Job: Count the lines in the material below that contain the string "water" and reply with only the number.

[Dataset items]
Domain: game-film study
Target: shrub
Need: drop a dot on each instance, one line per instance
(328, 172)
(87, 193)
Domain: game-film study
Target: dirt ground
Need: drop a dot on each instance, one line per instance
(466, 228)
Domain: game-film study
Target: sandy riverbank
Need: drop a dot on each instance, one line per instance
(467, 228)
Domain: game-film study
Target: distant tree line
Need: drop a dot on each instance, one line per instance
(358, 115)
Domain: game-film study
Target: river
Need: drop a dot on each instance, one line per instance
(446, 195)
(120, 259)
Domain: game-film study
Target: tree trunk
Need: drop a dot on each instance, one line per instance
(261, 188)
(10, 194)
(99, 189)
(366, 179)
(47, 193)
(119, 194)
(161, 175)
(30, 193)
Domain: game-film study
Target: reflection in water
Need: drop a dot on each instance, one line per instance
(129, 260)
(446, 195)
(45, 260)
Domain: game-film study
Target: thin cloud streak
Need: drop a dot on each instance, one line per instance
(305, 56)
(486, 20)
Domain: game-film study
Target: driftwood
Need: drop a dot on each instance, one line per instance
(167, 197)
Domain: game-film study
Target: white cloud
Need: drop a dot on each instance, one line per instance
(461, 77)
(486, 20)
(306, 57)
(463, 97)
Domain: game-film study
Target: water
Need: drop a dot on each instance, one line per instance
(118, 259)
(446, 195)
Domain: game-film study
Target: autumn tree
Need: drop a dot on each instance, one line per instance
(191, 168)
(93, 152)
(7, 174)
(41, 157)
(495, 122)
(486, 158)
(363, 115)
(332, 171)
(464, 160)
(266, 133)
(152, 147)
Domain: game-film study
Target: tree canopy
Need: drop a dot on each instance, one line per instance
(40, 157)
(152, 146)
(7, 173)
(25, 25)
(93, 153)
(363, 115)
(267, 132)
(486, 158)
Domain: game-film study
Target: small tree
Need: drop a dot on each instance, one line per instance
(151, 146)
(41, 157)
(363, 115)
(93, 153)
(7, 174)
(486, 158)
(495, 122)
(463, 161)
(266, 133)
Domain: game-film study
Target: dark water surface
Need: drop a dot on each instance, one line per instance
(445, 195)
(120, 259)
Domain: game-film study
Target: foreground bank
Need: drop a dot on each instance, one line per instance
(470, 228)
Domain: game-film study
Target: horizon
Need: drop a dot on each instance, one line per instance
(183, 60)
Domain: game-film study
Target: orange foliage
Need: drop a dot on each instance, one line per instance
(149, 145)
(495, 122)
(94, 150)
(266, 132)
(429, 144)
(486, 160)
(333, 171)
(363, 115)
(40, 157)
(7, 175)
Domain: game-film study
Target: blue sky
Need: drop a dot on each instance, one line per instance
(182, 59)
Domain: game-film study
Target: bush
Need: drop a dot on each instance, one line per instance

Output of the task: 3